== EXCERPT PROVIDED

Karanbir Singh wrote:
Robert wrote:
I did a yum upgrade AFTER first manually installing the new kernel.
why did you manually need to install the kernel ?
Because a "yum update kernel" offered to install the -SMP kernel. This is, no doubt, an artifact of anaconda & associates deciding at the time CentOS4 was first installed that an SMP kernel was appropriate for an Athlon XP in an ASUS A7NX8 ver.2 deluxe m/b, compounded by my packrat reluctance to throw it away at the outset.
you can / should use yum to do that for you. perhaps go with a 'yum update yum' before you kick everything off with a 'yum update'.
THAT is what I would definitely do different.
if you really want the kernel in and running before you do the yum update, then do a yum update yum; yum update kernel; reboot; yum update
No. I didn't want -- or have -- the new kernel running before the update. I simply wanted it to be available.

====

• EXERCISE OBJECTIVE: Translate this sentence from the exchange about yum and kernel updates into Spanish: "I did a yum upgrade AFTER first manually installing the new kernel." The material after this exchange plays no part in the work here.

== EXTRACTED RECORDS

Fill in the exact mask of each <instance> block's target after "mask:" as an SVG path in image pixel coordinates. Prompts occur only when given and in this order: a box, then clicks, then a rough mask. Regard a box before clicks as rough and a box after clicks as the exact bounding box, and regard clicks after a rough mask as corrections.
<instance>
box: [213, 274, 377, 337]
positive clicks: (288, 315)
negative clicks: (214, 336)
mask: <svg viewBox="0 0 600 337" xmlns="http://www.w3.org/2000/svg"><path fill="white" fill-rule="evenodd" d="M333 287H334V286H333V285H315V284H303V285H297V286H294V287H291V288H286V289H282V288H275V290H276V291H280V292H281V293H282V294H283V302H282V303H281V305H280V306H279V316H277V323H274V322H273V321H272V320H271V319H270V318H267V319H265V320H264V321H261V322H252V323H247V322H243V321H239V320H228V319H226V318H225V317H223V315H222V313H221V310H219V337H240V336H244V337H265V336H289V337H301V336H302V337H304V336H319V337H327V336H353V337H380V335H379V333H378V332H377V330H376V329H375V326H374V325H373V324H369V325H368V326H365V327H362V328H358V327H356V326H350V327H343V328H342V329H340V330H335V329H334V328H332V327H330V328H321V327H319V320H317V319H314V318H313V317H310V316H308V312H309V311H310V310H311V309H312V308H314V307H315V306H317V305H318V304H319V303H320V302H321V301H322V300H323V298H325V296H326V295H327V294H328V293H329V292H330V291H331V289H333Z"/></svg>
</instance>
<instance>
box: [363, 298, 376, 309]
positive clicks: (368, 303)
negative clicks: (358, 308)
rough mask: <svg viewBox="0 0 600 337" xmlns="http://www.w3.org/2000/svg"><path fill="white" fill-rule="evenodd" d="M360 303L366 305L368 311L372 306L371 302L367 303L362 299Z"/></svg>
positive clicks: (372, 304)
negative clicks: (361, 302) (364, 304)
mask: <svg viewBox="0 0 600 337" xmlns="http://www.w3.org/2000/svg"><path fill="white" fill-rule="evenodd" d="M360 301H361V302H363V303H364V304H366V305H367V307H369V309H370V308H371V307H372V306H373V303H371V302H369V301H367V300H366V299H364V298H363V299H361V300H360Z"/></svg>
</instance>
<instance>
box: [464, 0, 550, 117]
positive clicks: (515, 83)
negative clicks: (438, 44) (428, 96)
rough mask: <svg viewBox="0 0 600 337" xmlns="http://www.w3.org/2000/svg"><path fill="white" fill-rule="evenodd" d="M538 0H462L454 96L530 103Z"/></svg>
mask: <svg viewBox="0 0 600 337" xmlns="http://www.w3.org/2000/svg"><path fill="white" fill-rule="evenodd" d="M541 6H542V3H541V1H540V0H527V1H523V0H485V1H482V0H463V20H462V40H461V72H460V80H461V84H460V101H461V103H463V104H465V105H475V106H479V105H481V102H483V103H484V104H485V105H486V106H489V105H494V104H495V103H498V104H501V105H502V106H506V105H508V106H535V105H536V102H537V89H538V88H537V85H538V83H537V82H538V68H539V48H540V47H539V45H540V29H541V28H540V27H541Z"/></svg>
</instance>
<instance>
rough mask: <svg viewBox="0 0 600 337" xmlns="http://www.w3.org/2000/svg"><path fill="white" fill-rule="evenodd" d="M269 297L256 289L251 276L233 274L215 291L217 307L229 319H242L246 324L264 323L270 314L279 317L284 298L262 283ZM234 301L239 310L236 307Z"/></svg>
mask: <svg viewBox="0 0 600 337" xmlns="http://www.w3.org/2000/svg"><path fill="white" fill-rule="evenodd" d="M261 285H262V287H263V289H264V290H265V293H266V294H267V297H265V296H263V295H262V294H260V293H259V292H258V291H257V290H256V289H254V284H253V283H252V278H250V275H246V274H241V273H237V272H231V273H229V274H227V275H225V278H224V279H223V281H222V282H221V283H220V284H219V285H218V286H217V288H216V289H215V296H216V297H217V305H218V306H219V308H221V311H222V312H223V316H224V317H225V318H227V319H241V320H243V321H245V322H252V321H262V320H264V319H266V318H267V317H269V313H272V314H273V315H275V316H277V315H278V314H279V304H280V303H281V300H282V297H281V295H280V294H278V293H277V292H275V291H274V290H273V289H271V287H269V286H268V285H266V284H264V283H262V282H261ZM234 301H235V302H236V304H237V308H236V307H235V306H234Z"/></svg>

====

• ANSWER AREA: Ejecuté un yum upgrade DESPUÉS de instalar primero manualmente el kernel nuevo.